──────── PAGE EXCERPT

It was not a typical Friday at Cardinal Gibbons. By 8 AM on September 28 more than 700 educators and administrators, from 29 Catholic schools across the Diocese of Raleigh, filled our school's hallways and classrooms eager to share teaching techniques for the coming year at the Diocesan Education Conference.
The catchwords at the bi-annual conference were clear – solidarity, union, and community; and the message was twofold: As Catholic educators learn from one another to guide students in their faith; and work together as a holy family to help schools impacted by Hurricane Florence.
Principal Jason D. Curtis described hosting the conference as an opportunity to serve Catholic school educators in the diocese. He said, "I was inspired by my colleagues’ genuine hospitality in caring for the many Catholic school educators that came to our campus, and all their generosity in donating funds and items to support schools and individuals impacted by Florence.”
Dr. Michael Fedewa, Superintendent of Catholic Formation and Education for the diocese, added: “We asked participating schools to bring gift cards, student book bags with school supplies, and other resources, that will be collected and given to Catholic Charities for distribution.” Additionally, he said, educators joined in prayer for the students, families, and educators still dealing with the effects of this storm, and the offertory collected during Mass, celebrated by Bishop Luis Zarama, will go to them.”
In his homily, Bishop Zarama told attendees that our schools can be beacons of hope for students, helping them, “to find sense in their lives, and to fall in love with our faith.” He added that as Catholic educators, “you can help students see how wonderful this creation is, that Jesus is in charge of it all, and that finding the truth about Jesus is finding the truth about themselves.”

────────────────

INSTRUCTIONS FOR THE TASK
Copy out the entire account of the Diocesan Education Conference above, word for word and without any change.

──────── MATERIAL SHOWN

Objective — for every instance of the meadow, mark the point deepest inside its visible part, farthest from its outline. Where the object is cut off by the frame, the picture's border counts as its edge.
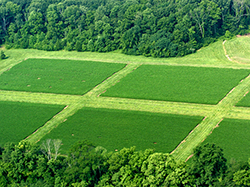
(19, 120)
(178, 83)
(57, 76)
(238, 49)
(233, 136)
(116, 129)
(206, 76)
(245, 102)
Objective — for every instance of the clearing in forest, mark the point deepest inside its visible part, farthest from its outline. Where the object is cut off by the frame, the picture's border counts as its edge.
(206, 76)
(116, 129)
(178, 83)
(57, 76)
(233, 136)
(19, 120)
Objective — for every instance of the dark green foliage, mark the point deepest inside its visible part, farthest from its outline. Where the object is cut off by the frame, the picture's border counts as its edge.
(150, 28)
(2, 55)
(57, 76)
(209, 165)
(175, 83)
(19, 120)
(233, 135)
(115, 129)
(85, 163)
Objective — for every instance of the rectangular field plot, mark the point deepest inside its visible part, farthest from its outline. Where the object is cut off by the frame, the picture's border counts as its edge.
(57, 76)
(233, 136)
(19, 120)
(116, 129)
(178, 83)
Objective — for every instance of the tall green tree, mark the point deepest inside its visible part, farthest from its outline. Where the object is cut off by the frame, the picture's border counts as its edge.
(209, 165)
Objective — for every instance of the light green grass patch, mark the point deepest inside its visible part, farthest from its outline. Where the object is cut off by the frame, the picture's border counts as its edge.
(238, 49)
(233, 136)
(57, 76)
(19, 120)
(245, 102)
(177, 83)
(116, 129)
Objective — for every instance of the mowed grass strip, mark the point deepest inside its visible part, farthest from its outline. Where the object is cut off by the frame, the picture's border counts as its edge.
(233, 136)
(176, 83)
(19, 120)
(57, 76)
(116, 129)
(245, 102)
(238, 49)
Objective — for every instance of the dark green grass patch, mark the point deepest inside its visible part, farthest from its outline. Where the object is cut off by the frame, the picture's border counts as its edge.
(57, 76)
(116, 129)
(233, 136)
(245, 102)
(178, 83)
(19, 120)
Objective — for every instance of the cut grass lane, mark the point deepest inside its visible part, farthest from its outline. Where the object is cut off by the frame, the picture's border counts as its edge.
(46, 98)
(199, 134)
(151, 106)
(233, 137)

────────────────

OUTPUT OF THE EXERCISE
It was not a typical Friday at Cardinal Gibbons. By 8 AM on September 28 more than 700 educators and administrators, from 29 Catholic schools across the Diocese of Raleigh, filled our school's hallways and classrooms eager to share teaching techniques for the coming year at the Diocesan Education Conference.
The catchwords at the bi-annual conference were clear – solidarity, union, and community; and the message was twofold: As Catholic educators learn from one another to guide students in their faith; and work together as a holy family to help schools impacted by Hurricane Florence.
Principal Jason D. Curtis described hosting the conference as an opportunity to serve Catholic school educators in the diocese. He said, "I was inspired by my colleagues’ genuine hospitality in caring for the many Catholic school educators that came to our campus, and all their generosity in donating funds and items to support schools and individuals impacted by Florence.”
Dr. Michael Fedewa, Superintendent of Catholic Formation and Education for the diocese, added: “We asked participating schools to bring gift cards, student book bags with school supplies, and other resources, that will be collected and given to Catholic Charities for distribution.” Additionally, he said, educators joined in prayer for the students, families, and educators still dealing with the effects of this storm, and the offertory collected during Mass, celebrated by Bishop Luis Zarama, will go to them.”
In his homily, Bishop Zarama told attendees that our schools can be beacons of hope for students, helping them, “to find sense in their lives, and to fall in love with our faith.” He added that as Catholic educators, “you can help students see how wonderful this creation is, that Jesus is in charge of it all, and that finding the truth about Jesus is finding the truth about themselves.”